▶ **EXERCISE**:
Can you rewrite the records below with "leaf" swapped for "foliage" and nothing else changed? Omit the pictures from your answer.

▶ **TASK INPUTS**:

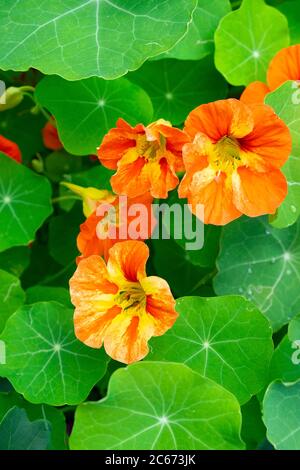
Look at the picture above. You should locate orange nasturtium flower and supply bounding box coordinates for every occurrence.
[241,44,300,104]
[98,119,188,198]
[42,119,63,151]
[0,135,22,163]
[179,99,291,225]
[70,240,177,364]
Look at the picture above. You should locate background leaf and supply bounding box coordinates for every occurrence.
[35,76,153,155]
[70,362,243,450]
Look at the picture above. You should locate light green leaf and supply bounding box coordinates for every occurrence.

▶ **SOLVED EXERCISE**:
Look at the picture above. You should locate orange nasturtium flower and supply bounding box coordinates for every occurrence.
[241,44,300,104]
[98,119,188,198]
[42,119,63,151]
[0,135,22,163]
[179,99,291,225]
[70,240,177,364]
Look at the picture above. You should locate background foliage and supply bounding box coordinates for every occurrence.
[35,76,153,155]
[70,362,243,450]
Look at the picture above. You should locate light green foliage and supply bounding box coordinates for every occurrence.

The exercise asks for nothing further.